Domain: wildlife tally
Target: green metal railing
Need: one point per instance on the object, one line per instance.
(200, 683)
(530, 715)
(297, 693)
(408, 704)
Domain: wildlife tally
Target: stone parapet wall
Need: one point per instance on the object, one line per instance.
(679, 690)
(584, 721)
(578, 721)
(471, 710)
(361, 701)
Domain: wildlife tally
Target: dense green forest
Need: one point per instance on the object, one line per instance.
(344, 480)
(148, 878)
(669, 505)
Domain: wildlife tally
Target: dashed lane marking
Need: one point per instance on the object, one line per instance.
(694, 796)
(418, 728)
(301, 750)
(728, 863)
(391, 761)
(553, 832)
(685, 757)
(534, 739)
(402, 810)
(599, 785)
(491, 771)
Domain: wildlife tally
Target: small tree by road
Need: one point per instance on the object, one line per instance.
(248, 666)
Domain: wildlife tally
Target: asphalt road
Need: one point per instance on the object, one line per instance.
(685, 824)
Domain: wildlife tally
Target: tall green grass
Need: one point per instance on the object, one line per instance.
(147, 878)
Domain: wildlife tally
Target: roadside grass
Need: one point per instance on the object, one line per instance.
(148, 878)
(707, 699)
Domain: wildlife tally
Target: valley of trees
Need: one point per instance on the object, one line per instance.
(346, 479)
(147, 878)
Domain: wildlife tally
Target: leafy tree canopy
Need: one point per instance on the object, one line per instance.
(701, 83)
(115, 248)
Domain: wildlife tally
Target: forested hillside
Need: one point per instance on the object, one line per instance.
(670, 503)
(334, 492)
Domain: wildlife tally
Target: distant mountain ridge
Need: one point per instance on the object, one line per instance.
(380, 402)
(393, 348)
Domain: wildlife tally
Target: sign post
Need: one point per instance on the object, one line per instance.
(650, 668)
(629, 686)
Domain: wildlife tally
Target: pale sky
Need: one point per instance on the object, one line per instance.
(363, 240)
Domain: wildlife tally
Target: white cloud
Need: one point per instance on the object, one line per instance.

□ □ □ □

PROBLEM TO SOLVE:
Report every line of the data above that contains the string "green", treating uppercase and lowercase letters as distinct.

ANSWER FOR THE TASK:
Target: green metal railing
Target: dense green forest
Target: tall green grass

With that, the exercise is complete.